YOUR ASSIGNMENT:
Print out the data below with every line intact.

────────────────────────────────────────

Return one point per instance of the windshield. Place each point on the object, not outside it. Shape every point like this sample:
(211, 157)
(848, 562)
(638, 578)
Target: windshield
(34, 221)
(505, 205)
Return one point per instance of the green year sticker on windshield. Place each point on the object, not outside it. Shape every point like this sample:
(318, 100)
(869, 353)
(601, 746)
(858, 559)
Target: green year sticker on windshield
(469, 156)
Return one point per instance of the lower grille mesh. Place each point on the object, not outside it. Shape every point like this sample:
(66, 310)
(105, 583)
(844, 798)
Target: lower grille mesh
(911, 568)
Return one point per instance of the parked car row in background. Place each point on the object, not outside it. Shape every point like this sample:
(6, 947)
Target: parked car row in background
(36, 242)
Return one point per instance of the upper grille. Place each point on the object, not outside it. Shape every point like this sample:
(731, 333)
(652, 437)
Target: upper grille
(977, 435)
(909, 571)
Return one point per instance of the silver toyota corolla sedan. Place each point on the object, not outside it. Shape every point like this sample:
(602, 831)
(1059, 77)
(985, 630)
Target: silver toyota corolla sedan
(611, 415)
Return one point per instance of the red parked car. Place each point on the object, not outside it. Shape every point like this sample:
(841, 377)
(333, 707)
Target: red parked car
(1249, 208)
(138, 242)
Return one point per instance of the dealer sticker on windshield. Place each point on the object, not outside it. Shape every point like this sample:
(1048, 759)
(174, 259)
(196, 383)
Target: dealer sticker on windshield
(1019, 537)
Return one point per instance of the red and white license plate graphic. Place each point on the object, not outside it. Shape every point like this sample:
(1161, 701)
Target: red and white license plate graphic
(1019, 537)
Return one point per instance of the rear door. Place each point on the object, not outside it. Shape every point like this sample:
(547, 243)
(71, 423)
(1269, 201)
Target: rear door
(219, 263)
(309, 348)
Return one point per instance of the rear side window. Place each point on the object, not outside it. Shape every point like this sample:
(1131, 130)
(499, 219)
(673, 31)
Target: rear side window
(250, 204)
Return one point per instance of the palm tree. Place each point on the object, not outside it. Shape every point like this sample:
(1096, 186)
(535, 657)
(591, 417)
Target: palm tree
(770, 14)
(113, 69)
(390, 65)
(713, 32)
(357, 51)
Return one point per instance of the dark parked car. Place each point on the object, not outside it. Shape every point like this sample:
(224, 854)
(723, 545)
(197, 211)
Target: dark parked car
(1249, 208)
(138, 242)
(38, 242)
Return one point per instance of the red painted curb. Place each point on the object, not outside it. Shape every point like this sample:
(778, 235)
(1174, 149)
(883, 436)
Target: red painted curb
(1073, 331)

────────────────────────────────────────

YOUR RESPONSE:
Return one point per instance of the windshield. Place each point on the object, not outside it. Shape every point like this sample:
(211, 157)
(848, 562)
(638, 578)
Target: windshield
(34, 221)
(505, 205)
Return one point per instance of the green year sticker on windshield. Place each point on the object, not outside it. Shape every point like this sample:
(318, 100)
(869, 353)
(601, 746)
(858, 559)
Target: green year sticker on windshield
(469, 156)
Return one point per instance of the lower grille mesh. Place each point on the object, not outside it. Shape every point like this sample:
(66, 310)
(105, 583)
(844, 798)
Target: lower grille mesh
(911, 568)
Return one point per instance of the parked car row in background. Place each point on the object, not outside it. Shape every point like this sample:
(6, 947)
Target: parked car row in background
(36, 242)
Return one point per instance of the upper grille. Place each point on the object, not outside it. Shape every point like this sample:
(731, 333)
(652, 437)
Target: upper grille
(977, 435)
(909, 571)
Return one point per instance of the silver toyota corolla sedan. Place each point on the object, not outside it. Shape every point like this sample:
(602, 831)
(1059, 77)
(985, 630)
Target: silver toyota corolla sedan
(611, 415)
Return one point per instance of the red parked car. Place each point on the object, not outside it. Shape every point like this sample:
(841, 377)
(333, 707)
Target: red parked car
(1249, 208)
(138, 242)
Return one point per instance of the dealer sticker on windshield. Place each point on the object, not outside it. Shape every point like this sample:
(1048, 759)
(174, 259)
(196, 383)
Target: dealer sticker on windshield
(1019, 537)
Return one point per instance of the red and white license plate graphic. Place each point on the object, not outside it. Shape every point like this sample:
(1161, 701)
Target: red and white license plate graphic
(1019, 537)
Return one point per instance of the rear door. Place each point on the object, not outside it. Shape every point like this sample:
(547, 243)
(71, 423)
(1269, 201)
Target: rear door
(219, 263)
(309, 348)
Return one point per instance of the rear side window. Place each point on the object, not outside it. Shape every point like this sample:
(1131, 130)
(499, 219)
(673, 31)
Target: rear side window
(250, 204)
Return one point per instance of the palm tree. Place each point on the object, not outside it. Shape every point like this sample:
(1096, 186)
(535, 657)
(591, 417)
Target: palm tree
(770, 14)
(113, 69)
(390, 65)
(713, 32)
(357, 51)
Return one point per instance of the dark parked car. Place each point on the object, not outside it. Shape every point like this sample:
(224, 854)
(723, 545)
(197, 211)
Target: dark parked car
(1249, 208)
(138, 242)
(38, 242)
Return one point per instance of the red painted curb. Place each point on the object, not outside it. Shape every point like this sample:
(778, 235)
(1174, 149)
(883, 436)
Target: red painted curb
(1073, 331)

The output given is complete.